* Extracted records *

::::

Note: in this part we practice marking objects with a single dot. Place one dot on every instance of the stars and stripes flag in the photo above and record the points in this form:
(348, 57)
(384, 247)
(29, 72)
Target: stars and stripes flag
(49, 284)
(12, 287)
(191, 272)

::::

* Short task *
Return every line of the listing above without changing anything.

* Answer for the task *
Note: in this part we practice marking objects with a single dot. Place one dot on every instance of the stars and stripes flag in the photo above and record the points in this form:
(348, 57)
(384, 247)
(29, 72)
Target: stars and stripes flag
(49, 284)
(12, 287)
(191, 272)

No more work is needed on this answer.